(Data records)

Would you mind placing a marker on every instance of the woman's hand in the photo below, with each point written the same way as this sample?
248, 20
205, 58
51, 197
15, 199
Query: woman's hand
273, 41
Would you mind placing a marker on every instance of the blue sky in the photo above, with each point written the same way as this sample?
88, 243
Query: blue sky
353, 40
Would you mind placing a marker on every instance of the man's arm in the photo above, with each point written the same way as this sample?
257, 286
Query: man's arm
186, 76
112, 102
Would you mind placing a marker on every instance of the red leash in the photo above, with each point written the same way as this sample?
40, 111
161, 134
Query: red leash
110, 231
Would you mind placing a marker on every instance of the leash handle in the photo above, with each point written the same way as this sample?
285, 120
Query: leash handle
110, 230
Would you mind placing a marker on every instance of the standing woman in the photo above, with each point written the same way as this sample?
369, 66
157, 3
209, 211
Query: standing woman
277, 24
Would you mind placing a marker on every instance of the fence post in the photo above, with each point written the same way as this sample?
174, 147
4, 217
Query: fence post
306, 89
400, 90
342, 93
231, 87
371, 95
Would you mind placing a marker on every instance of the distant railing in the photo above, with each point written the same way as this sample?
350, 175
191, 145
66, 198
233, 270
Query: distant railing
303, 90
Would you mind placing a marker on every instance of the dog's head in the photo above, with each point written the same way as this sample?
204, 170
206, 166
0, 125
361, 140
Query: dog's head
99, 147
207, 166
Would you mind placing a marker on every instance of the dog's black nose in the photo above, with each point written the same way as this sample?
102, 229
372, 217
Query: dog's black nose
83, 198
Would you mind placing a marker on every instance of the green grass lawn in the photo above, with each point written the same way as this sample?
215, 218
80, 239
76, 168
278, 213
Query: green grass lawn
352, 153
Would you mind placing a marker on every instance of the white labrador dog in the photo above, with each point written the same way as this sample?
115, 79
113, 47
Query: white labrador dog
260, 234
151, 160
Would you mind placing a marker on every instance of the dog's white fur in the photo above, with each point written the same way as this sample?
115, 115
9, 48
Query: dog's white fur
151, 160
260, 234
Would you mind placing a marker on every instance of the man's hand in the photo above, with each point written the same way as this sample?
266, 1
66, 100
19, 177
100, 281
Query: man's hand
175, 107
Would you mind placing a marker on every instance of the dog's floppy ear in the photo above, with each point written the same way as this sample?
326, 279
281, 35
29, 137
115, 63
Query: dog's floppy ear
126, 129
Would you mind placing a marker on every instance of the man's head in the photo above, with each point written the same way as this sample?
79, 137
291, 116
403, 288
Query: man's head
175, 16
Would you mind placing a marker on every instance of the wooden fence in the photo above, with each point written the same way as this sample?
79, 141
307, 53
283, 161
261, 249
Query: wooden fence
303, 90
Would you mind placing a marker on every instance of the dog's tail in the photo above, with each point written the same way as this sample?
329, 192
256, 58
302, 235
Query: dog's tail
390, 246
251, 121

> REQUIREMENT: Reproduce all of the entries verbatim.

> EXERCISE RESPONSE:
Would you mind placing a marker on every instance of the woman's hand in the photo below, with each point written the same way as this sample?
248, 20
205, 58
51, 197
15, 199
Query: woman's hand
273, 41
Would you mind placing a marker on every instance of the blue sky in the photo above, with each point written the same way as this sample?
88, 243
Query: blue sky
353, 40
Would you mind placing a marker on every instance of the man's arm in the photo above, with each point written the same way as this sample?
257, 286
Query: man's arm
186, 76
112, 102
Would you mind placing a marker on every instance of the red leash in the photo above, with each point written the same way as this sample?
40, 111
161, 134
Query: red leash
110, 231
Would you mind placing a marker on every instance of the leash handle in the photo above, with each point written the same way as this sample?
285, 120
Query: leash handle
110, 230
Would you mind placing a marker on every instance of the standing woman in the photo above, with each point written the same way as this sample?
369, 66
157, 3
209, 211
Query: standing woman
277, 24
Would you mind placing a marker on every instance of the fence post in the photo above, with each point written the same way as this sample?
174, 147
4, 217
Query: fence post
306, 89
400, 90
342, 93
231, 87
371, 95
Would you mind placing a marker on every instance of the distant railing in the photo above, with each point written the same way as this sample?
350, 175
191, 145
66, 198
233, 270
Query: distant railing
303, 90
Would you mind placing a marker on every instance of the dog's head in the photo above, with each point written the same way as this sample?
204, 170
206, 166
0, 125
361, 140
Query: dog's head
99, 147
207, 166
Would you mind placing a marker on every instance of the dog's black nose in the photo above, with each point written the same way as this sample?
102, 229
372, 217
Query: dog's black nose
83, 198
Would you mind placing a marker on every instance of the green grass lawn in the photo above, with each point written the same way as this sample?
215, 218
80, 239
76, 168
278, 213
Query: green grass lawn
352, 153
Would you mind placing a marker on every instance of the white labrador dog in the photo above, with each point written the same way as this sample?
115, 79
113, 47
Query: white labrador dog
260, 234
151, 160
Would you mind placing a marker on every instance of the dog's white fur in the photo above, with each point written the same way as this sample?
115, 115
9, 48
Query: dog's white fur
151, 160
260, 234
Would you mind placing a marker on every instance of the man's hand in the photo above, with each point written the same way as this sample?
266, 1
66, 100
19, 177
100, 281
Query: man's hand
175, 107
Would you mind placing a marker on every instance of the dog's floppy ear in the photo above, with each point written the same way as this sample?
326, 279
281, 35
29, 137
115, 63
Query: dog's floppy ear
126, 129
Would you mind placing a marker on every instance of the man's head in the photo above, with each point written the same way as this sample?
79, 137
291, 116
403, 288
Query: man's head
175, 16
Would you mind placing a marker on every instance of the wooden fence in the photo above, with each point written the same way as this sample?
79, 141
307, 53
283, 161
261, 249
Query: wooden fence
303, 90
Would you mind placing a marker on every instance of the dog's tail in the photo above, with each point written the same way as this sample?
329, 192
256, 58
302, 235
Query: dog's tail
390, 246
251, 121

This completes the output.